** Problem **
Extract each line of the records below that contains the string "loadImage". The match is case-sensitive.

┏━━

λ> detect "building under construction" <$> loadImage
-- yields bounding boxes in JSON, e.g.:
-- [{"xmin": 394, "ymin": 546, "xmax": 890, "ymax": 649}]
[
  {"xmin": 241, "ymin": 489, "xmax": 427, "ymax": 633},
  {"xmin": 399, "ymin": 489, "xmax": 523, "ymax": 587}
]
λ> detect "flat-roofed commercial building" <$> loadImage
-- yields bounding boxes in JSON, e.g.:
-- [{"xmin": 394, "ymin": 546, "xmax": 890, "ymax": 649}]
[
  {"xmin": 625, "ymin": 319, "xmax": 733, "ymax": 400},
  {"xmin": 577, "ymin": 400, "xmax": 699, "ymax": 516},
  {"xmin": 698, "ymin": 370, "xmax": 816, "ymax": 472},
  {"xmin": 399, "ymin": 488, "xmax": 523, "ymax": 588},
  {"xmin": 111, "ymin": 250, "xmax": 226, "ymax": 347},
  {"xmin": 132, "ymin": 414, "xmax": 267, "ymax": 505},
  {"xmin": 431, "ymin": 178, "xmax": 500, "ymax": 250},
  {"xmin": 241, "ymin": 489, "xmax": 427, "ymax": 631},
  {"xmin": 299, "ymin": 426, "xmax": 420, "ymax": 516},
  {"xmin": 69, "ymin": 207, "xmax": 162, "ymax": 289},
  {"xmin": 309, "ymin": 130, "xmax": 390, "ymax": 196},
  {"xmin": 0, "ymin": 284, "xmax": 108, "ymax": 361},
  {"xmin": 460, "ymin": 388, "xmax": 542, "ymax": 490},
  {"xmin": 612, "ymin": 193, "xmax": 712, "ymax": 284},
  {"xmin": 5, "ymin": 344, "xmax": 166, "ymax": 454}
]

┗━━

** Answer in full **
λ> detect "building under construction" <$> loadImage
λ> detect "flat-roofed commercial building" <$> loadImage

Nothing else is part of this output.